> [Tarefa escrita] Organize todas as linhas dos itens abaixo em uma tabela Markdown com as colunas "Nº" e "Linha", numerando cada linha. Deixe de fora as linhas em branco.

------------------------------------------------

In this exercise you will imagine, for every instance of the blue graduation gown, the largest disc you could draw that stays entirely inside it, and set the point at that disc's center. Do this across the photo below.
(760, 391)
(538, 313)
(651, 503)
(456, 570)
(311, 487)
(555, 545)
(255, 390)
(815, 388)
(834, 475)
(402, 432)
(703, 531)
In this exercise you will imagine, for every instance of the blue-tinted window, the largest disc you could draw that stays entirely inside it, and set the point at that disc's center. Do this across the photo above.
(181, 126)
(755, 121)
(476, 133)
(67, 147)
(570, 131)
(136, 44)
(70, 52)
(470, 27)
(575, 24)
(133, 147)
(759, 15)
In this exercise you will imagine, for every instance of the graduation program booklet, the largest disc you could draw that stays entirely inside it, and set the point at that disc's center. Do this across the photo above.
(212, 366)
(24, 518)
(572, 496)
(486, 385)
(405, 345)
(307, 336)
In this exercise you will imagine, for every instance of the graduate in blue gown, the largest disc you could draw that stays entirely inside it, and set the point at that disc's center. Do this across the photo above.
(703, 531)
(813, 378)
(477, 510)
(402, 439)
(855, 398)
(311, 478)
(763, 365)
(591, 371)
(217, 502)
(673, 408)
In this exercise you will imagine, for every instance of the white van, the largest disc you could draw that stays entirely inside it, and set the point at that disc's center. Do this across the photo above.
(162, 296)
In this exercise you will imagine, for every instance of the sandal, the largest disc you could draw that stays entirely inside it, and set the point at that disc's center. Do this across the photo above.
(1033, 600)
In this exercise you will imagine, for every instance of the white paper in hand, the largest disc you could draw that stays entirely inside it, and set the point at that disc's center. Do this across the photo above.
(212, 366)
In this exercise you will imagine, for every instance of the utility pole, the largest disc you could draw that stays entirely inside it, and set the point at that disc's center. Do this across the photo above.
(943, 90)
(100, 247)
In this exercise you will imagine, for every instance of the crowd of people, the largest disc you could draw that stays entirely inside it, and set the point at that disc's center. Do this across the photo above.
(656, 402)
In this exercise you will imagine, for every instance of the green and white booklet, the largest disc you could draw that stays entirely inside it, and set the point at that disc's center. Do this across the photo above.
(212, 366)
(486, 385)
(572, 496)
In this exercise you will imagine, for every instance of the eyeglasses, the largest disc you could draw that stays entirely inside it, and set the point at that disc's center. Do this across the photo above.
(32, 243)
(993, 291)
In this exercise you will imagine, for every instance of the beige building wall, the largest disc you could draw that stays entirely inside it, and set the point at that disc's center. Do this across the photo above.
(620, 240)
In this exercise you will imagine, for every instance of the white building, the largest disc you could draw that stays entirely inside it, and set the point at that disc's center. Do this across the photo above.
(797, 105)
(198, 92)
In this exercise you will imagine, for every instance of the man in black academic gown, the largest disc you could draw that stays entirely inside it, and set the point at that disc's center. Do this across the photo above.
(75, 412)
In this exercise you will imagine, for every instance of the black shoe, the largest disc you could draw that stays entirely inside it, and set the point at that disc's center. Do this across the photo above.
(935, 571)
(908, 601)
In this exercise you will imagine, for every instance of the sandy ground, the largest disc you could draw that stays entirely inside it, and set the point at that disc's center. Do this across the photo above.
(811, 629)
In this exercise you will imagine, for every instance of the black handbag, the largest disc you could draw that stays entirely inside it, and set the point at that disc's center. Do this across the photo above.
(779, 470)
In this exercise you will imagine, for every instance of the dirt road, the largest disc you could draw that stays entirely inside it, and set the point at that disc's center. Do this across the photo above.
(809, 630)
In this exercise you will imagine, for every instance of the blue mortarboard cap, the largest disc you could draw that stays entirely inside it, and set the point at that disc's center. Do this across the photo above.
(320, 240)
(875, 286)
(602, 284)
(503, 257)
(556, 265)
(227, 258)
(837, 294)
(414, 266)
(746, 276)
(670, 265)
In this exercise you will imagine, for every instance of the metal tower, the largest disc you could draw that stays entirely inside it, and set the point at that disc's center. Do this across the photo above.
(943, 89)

------------------------------------------------

> [Resposta correta]
| Nº | Linha |
|---|---|
| 1 | In this exercise you will imagine, for every instance of the blue graduation gown, the largest disc you could draw that stays entirely inside it, and set the point at that disc's center. Do this across the photo below. |
| 2 | (760, 391) |
| 3 | (538, 313) |
| 4 | (651, 503) |
| 5 | (456, 570) |
| 6 | (311, 487) |
| 7 | (555, 545) |
| 8 | (255, 390) |
| 9 | (815, 388) |
| 10 | (834, 475) |
| 11 | (402, 432) |
| 12 | (703, 531) |
| 13 | In this exercise you will imagine, for every instance of the blue-tinted window, the largest disc you could draw that stays entirely inside it, and set the point at that disc's center. Do this across the photo above. |
| 14 | (181, 126) |
| 15 | (755, 121) |
| 16 | (476, 133) |
| 17 | (67, 147) |
| 18 | (570, 131) |
| 19 | (136, 44) |
| 20 | (70, 52) |
| 21 | (470, 27) |
| 22 | (575, 24) |
| 23 | (133, 147) |
| 24 | (759, 15) |
| 25 | In this exercise you will imagine, for every instance of the graduation program booklet, the largest disc you could draw that stays entirely inside it, and set the point at that disc's center. Do this across the photo above. |
| 26 | (212, 366) |
| 27 | (24, 518) |
| 28 | (572, 496) |
| 29 | (486, 385) |
| 30 | (405, 345) |
| 31 | (307, 336) |
| 32 | In this exercise you will imagine, for every instance of the graduate in blue gown, the largest disc you could draw that stays entirely inside it, and set the point at that disc's center. Do this across the photo above. |
| 33 | (703, 531) |
| 34 | (813, 378) |
| 35 | (477, 510) |
| 36 | (402, 439) |
| 37 | (855, 398) |
| 38 | (311, 478) |
| 39 | (763, 365) |
| 40 | (591, 371) |
| 41 | (217, 502) |
| 42 | (673, 408) |
| 43 | In this exercise you will imagine, for every instance of the white van, the largest disc you could draw that stays entirely inside it, and set the point at that disc's center. Do this across the photo above. |
| 44 | (162, 296) |
| 45 | In this exercise you will imagine, for every instance of the sandal, the largest disc you could draw that stays entirely inside it, and set the point at that disc's center. Do this across the photo above. |
| 46 | (1033, 600) |
| 47 | In this exercise you will imagine, for every instance of the white paper in hand, the largest disc you could draw that stays entirely inside it, and set the point at that disc's center. Do this across the photo above. |
| 48 | (212, 366) |
| 49 | In this exercise you will imagine, for every instance of the utility pole, the largest disc you could draw that stays entirely inside it, and set the point at that disc's center. Do this across the photo above. |
| 50 | (943, 90) |
| 51 | (100, 247) |
| 52 | In this exercise you will imagine, for every instance of the crowd of people, the largest disc you could draw that stays entirely inside it, and set the point at that disc's center. Do this across the photo above. |
| 53 | (656, 402) |
| 54 | In this exercise you will imagine, for every instance of the green and white booklet, the largest disc you could draw that stays entirely inside it, and set the point at that disc's center. Do this across the photo above. |
| 55 | (212, 366) |
| 56 | (486, 385) |
| 57 | (572, 496) |
| 58 | In this exercise you will imagine, for every instance of the eyeglasses, the largest disc you could draw that stays entirely inside it, and set the point at that disc's center. Do this across the photo above. |
| 59 | (32, 243) |
| 60 | (993, 291) |
| 61 | In this exercise you will imagine, for every instance of the beige building wall, the largest disc you could draw that stays entirely inside it, and set the point at that disc's center. Do this across the photo above. |
| 62 | (620, 240) |
| 63 | In this exercise you will imagine, for every instance of the white building, the largest disc you could draw that stays entirely inside it, and set the point at that disc's center. Do this across the photo above. |
| 64 | (797, 105) |
| 65 | (198, 92) |
| 66 | In this exercise you will imagine, for every instance of the man in black academic gown, the largest disc you could draw that stays entirely inside it, and set the point at that disc's center. Do this across the photo above. |
| 67 | (75, 412) |
| 68 | In this exercise you will imagine, for every instance of the black shoe, the largest disc you could draw that stays entirely inside it, and set the point at that disc's center. Do this across the photo above. |
| 69 | (935, 571) |
| 70 | (908, 601) |
| 71 | In this exercise you will imagine, for every instance of the sandy ground, the largest disc you could draw that stays entirely inside it, and set the point at that disc's center. Do this across the photo above. |
| 72 | (811, 629) |
| 73 | In this exercise you will imagine, for every instance of the black handbag, the largest disc you could draw that stays entirely inside it, and set the point at that disc's center. Do this across the photo above. |
| 74 | (779, 470) |
| 75 | In this exercise you will imagine, for every instance of the dirt road, the largest disc you could draw that stays entirely inside it, and set the point at that disc's center. Do this across the photo above. |
| 76 | (809, 630) |
| 77 | In this exercise you will imagine, for every instance of the blue mortarboard cap, the largest disc you could draw that stays entirely inside it, and set the point at that disc's center. Do this across the photo above. |
| 78 | (320, 240) |
| 79 | (875, 286) |
| 80 | (602, 284) |
| 81 | (503, 257) |
| 82 | (556, 265) |
| 83 | (227, 258) |
| 84 | (837, 294) |
| 85 | (414, 266) |
| 86 | (746, 276) |
| 87 | (670, 265) |
| 88 | In this exercise you will imagine, for every instance of the metal tower, the largest disc you could draw that stays entirely inside it, and set the point at that disc's center. Do this across the photo above. |
| 89 | (943, 89) |